=== RECORD SET ===
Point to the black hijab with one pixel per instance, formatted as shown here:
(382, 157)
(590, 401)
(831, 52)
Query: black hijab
===
PROBLEM REQUIREMENTS -
Can you repeat the lines above word for word, without changing anything?

ANSWER -
Point to the black hijab with one pixel per instance, formatted as shown here:
(382, 157)
(590, 401)
(831, 52)
Query: black hijab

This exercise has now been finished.